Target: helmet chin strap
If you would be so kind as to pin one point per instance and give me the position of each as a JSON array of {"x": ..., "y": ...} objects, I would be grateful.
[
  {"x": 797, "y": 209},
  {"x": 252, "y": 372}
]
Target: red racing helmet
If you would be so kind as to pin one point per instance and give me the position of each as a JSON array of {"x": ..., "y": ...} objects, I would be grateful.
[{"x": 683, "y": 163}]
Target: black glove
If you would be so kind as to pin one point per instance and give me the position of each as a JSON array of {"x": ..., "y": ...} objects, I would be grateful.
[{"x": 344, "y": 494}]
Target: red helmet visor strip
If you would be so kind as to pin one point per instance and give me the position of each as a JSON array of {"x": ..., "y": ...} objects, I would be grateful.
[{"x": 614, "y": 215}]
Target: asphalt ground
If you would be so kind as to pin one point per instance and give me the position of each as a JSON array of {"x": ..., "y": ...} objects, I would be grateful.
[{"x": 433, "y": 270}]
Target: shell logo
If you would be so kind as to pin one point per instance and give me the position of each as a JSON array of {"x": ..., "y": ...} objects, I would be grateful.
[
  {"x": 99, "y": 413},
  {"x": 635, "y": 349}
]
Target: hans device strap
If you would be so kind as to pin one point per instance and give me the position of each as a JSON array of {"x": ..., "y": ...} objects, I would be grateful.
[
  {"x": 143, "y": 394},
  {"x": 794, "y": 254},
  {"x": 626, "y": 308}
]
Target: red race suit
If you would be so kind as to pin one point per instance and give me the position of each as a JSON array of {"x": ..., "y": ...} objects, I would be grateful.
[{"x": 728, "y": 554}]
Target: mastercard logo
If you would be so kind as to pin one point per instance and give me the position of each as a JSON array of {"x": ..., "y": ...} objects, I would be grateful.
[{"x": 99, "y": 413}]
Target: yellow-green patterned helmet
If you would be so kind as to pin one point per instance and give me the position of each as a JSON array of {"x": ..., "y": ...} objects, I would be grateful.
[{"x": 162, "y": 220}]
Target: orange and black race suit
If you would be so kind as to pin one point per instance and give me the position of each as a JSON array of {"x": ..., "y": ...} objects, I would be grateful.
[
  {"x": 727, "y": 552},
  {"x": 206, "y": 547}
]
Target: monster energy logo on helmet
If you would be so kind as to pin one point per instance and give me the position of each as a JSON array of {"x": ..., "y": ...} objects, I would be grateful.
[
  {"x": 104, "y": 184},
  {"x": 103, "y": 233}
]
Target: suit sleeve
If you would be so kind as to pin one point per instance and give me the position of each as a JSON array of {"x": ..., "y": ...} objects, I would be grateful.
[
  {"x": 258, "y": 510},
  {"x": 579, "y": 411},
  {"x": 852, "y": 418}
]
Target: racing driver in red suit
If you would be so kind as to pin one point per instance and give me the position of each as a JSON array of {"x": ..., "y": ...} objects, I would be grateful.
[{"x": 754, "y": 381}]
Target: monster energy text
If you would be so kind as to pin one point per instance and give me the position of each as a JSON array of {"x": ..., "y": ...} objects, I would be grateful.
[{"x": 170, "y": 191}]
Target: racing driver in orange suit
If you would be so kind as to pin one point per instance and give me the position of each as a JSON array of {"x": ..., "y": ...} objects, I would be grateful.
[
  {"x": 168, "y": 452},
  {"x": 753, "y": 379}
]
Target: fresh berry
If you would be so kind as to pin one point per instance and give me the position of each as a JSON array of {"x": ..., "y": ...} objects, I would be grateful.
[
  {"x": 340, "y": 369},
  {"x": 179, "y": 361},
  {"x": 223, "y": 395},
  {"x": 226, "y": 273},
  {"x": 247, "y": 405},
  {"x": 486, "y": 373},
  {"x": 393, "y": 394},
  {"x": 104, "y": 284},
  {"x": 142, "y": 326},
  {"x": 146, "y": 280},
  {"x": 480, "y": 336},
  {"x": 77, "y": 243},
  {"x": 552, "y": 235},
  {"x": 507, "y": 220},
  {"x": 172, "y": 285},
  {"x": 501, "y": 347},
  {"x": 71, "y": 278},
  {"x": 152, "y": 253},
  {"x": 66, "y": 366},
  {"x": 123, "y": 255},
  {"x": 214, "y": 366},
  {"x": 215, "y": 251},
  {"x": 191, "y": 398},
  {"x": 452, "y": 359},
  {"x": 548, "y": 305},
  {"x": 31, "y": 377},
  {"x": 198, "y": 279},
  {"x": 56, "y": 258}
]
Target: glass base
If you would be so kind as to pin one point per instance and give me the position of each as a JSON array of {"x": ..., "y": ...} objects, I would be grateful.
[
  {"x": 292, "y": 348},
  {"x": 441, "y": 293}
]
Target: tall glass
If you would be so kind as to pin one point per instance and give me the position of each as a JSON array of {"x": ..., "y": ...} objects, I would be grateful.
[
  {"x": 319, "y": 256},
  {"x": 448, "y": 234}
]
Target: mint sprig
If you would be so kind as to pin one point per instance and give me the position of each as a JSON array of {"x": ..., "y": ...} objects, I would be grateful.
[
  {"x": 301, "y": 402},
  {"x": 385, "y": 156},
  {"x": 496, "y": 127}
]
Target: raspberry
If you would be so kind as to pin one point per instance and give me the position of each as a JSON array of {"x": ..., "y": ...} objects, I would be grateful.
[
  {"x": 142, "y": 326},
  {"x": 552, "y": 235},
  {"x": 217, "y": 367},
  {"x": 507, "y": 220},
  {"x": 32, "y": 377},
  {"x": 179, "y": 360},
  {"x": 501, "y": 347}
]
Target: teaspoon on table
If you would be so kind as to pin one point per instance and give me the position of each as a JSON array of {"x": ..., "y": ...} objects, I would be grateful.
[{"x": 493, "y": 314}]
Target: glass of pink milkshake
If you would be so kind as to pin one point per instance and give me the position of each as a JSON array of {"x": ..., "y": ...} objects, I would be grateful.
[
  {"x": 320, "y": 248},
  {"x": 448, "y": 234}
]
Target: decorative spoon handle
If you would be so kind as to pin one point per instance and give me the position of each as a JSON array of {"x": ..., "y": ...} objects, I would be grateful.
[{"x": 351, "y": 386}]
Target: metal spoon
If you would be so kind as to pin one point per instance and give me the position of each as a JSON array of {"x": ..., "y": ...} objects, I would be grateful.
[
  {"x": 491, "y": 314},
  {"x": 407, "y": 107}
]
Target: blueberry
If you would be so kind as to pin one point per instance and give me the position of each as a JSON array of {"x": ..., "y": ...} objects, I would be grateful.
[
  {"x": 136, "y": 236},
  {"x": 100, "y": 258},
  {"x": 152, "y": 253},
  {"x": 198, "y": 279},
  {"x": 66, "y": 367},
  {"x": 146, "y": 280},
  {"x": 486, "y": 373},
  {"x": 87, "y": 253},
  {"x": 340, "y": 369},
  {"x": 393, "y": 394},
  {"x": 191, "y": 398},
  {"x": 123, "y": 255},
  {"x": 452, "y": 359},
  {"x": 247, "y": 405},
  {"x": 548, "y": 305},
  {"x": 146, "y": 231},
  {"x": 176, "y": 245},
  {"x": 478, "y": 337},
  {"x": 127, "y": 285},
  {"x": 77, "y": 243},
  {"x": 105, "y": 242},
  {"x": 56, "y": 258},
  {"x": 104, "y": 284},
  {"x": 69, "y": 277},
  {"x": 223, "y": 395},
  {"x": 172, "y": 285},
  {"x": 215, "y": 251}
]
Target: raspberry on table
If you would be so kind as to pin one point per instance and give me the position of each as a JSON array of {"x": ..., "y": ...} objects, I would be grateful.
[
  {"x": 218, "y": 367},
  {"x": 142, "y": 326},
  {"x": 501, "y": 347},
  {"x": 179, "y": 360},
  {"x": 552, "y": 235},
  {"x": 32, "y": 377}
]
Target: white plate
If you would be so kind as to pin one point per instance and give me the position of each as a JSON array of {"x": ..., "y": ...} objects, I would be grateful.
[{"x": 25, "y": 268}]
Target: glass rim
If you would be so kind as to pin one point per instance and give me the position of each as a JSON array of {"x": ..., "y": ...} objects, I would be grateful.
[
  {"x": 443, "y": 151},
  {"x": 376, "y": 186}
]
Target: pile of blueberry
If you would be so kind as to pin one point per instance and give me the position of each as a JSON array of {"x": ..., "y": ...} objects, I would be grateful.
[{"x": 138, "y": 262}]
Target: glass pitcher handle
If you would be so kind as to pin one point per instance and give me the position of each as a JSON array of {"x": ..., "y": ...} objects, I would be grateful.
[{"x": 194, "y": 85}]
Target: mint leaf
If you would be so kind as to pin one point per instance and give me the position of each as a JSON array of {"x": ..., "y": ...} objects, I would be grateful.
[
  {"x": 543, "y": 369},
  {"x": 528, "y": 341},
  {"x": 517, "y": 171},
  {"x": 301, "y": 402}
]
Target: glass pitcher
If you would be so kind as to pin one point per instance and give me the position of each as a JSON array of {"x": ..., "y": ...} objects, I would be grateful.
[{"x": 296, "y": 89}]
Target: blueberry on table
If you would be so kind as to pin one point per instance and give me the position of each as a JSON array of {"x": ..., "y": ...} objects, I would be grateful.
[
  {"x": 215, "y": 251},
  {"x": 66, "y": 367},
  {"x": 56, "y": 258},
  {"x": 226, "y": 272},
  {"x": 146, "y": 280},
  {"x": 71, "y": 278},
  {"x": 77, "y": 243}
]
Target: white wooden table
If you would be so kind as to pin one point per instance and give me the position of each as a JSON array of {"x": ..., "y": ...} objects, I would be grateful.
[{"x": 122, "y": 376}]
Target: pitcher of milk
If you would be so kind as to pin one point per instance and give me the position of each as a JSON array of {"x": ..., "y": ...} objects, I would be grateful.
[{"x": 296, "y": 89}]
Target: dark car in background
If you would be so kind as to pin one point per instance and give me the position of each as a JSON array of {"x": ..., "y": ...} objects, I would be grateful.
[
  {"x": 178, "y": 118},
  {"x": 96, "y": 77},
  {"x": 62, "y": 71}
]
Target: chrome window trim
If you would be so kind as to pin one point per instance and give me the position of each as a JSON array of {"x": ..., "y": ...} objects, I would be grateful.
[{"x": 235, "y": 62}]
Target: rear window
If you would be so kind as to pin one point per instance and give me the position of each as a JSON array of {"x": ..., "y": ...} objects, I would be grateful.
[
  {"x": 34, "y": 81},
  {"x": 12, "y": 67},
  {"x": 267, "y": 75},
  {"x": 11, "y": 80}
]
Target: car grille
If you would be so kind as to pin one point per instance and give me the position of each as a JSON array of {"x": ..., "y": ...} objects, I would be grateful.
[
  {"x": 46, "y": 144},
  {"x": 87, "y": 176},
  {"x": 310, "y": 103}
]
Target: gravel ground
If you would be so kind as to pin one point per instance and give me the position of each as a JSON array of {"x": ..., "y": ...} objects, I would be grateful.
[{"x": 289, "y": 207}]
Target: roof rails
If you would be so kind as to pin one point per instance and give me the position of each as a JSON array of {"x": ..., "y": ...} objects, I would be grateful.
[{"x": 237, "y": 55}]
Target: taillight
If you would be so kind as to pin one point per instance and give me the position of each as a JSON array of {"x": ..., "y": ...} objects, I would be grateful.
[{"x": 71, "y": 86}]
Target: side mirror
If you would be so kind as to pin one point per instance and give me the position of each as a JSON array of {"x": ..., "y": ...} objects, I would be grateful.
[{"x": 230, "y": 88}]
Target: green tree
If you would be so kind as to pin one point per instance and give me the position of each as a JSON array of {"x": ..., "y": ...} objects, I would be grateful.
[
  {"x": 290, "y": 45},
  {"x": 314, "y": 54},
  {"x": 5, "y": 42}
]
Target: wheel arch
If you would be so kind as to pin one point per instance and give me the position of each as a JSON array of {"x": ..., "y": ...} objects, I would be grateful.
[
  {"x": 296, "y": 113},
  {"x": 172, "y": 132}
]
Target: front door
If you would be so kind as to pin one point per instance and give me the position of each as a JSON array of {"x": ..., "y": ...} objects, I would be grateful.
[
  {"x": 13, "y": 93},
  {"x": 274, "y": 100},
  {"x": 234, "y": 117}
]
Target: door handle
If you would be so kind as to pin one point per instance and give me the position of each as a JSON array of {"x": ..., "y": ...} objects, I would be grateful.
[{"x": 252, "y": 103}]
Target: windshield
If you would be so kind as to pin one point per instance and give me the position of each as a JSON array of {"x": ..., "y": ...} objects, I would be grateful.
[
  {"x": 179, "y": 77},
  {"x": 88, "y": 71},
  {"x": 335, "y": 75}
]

YOUR ASSIGNMENT - Starting at the first line of the material above, reproduce each line exactly up to and including the line with "Target: red racing helmet".

RESULT -
Target: helmet chin strap
If you would be so kind as to pin one point per instance and give me the position of each as a JSON array of {"x": ..., "y": ...} objects, I would be grateful.
[
  {"x": 797, "y": 209},
  {"x": 252, "y": 372}
]
Target: red racing helmet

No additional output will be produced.